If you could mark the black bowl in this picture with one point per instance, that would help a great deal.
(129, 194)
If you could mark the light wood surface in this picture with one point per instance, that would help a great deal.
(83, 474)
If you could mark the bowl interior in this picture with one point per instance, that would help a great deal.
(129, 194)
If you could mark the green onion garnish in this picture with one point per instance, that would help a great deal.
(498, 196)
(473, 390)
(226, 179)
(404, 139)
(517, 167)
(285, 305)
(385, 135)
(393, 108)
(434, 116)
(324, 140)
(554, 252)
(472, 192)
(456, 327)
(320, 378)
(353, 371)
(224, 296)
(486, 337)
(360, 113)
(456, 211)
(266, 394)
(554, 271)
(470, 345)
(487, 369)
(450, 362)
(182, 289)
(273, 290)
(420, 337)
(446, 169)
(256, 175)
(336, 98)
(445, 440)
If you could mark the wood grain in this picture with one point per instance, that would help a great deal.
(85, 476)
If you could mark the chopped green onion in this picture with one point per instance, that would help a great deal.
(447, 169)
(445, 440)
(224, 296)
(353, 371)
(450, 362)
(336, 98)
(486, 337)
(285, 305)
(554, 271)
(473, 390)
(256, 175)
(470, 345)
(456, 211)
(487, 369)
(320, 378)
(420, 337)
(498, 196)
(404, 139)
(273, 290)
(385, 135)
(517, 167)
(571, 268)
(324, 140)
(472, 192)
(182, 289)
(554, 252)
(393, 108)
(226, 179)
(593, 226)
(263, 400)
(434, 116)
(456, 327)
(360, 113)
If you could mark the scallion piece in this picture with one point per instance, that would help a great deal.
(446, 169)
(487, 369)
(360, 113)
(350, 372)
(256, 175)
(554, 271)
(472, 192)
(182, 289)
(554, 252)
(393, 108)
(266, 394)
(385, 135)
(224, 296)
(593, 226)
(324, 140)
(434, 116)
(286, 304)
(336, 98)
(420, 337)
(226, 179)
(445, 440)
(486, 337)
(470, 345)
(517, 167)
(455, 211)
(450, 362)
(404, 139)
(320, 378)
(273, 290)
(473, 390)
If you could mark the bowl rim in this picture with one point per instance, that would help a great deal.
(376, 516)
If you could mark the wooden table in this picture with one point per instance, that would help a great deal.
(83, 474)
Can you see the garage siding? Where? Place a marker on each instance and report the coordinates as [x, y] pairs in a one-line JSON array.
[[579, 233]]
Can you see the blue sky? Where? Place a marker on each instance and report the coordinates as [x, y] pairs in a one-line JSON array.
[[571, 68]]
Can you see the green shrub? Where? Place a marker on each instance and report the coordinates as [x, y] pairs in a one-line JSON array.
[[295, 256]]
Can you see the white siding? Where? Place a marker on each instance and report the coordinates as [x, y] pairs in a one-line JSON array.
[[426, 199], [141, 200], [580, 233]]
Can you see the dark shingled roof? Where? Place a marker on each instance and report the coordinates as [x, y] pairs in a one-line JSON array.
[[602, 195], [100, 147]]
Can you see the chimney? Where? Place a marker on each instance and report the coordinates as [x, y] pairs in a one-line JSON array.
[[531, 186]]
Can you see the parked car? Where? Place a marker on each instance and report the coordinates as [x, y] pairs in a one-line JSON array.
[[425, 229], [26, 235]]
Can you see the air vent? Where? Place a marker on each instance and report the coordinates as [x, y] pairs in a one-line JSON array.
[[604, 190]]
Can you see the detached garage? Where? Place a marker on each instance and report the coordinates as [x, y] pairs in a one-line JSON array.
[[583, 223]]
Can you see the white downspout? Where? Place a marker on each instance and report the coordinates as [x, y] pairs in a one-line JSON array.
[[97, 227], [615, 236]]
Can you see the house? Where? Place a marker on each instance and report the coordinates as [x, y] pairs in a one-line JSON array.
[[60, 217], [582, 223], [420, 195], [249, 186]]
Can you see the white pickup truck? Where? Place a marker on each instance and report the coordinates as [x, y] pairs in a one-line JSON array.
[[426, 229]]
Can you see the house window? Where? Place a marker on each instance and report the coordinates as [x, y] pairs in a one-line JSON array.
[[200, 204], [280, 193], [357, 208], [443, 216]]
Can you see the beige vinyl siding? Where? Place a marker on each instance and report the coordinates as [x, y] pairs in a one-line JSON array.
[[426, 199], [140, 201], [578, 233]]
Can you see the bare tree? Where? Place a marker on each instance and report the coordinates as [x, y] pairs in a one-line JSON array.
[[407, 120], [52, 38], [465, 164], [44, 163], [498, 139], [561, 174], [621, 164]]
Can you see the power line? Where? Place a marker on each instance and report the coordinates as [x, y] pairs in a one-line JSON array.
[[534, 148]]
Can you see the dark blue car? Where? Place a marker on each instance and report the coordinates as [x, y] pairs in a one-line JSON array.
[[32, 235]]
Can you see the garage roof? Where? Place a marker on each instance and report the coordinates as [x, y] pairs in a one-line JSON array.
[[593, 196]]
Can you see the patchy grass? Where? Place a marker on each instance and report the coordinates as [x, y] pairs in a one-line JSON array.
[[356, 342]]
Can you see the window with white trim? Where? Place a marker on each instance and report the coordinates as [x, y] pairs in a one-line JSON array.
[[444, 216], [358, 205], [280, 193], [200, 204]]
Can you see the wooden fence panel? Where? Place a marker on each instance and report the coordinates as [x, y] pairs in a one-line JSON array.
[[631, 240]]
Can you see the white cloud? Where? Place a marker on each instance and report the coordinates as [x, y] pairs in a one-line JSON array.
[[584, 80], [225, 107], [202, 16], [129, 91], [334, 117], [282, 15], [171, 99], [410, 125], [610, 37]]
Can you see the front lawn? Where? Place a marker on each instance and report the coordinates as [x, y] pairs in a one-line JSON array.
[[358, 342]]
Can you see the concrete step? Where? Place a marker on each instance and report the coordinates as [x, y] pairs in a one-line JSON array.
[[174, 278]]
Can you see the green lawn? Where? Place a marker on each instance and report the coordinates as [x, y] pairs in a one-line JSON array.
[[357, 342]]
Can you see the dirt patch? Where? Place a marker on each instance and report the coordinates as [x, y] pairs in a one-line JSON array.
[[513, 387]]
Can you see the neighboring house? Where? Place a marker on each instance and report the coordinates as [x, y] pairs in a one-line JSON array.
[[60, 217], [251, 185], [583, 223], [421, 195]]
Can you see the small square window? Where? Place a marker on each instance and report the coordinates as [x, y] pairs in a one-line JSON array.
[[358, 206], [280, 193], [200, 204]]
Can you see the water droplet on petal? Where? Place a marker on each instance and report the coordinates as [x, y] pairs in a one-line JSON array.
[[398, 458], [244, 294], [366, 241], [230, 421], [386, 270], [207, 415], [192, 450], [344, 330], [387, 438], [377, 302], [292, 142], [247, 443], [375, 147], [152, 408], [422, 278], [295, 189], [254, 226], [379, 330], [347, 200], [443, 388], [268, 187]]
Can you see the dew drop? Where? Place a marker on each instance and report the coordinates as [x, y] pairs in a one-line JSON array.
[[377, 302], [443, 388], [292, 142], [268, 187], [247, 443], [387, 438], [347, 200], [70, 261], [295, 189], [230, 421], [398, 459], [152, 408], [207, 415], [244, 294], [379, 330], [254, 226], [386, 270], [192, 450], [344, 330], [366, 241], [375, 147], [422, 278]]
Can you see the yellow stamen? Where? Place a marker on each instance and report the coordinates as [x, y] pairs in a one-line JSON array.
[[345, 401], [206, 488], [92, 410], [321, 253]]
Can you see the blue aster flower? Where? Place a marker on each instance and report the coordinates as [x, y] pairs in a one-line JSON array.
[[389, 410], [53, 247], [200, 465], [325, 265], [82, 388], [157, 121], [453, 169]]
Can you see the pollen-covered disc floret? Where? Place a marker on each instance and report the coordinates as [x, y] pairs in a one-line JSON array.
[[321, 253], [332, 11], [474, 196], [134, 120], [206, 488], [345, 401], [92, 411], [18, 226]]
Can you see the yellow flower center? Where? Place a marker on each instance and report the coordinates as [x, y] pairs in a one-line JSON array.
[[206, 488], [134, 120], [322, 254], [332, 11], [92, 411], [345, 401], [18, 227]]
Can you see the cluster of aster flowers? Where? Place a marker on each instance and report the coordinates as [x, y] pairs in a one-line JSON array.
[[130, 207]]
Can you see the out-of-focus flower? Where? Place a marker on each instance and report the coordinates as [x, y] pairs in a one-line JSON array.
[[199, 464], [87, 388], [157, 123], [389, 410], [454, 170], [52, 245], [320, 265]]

━━━━━━━━━━━━━━━━

### EXERCISE BRIEF:
All lines from the one containing "Can you see the yellow stamen?" through the end of the data, and no others, are to be given again word for word.

### WRITTEN REPLY:
Can you see the yellow stamen? Where? Place a marker on each instance and report the coordinates as [x, y] pairs in a one-line JSON array.
[[345, 401], [206, 488], [92, 410], [321, 253]]
Can you see the blue aster flower? Where? Place a marker on each instance and report the coordinates as [x, y] pairs in a one-line JSON array.
[[389, 410], [53, 247], [200, 465], [325, 265], [82, 388], [157, 121], [453, 169]]
Can you see the pollen-covered disc floret? Where? Place a marker on each instance and report the coordinates as [x, y] pairs in a one-line JSON array.
[[321, 253], [332, 11], [474, 196], [134, 120], [206, 488], [345, 401], [92, 411], [18, 226]]
Can you see the yellow flower center? Where? Place a marker on each instance and report the coordinates as [x, y] pairs in a one-line JSON array.
[[206, 488], [134, 120], [322, 254], [332, 11], [92, 411], [345, 401], [18, 227]]
Can you see the cluster of aster flowers? Where? Place a marker on each instance and report the coordinates as [x, y] pairs in a one-line JSON array.
[[130, 207]]
Can you see the out-of-focus flower? Where? Place a marker on each instance and report the coordinates as [x, y] pairs in a one-line JSON array.
[[199, 464], [87, 388], [157, 123], [389, 410], [454, 170], [52, 245], [320, 265]]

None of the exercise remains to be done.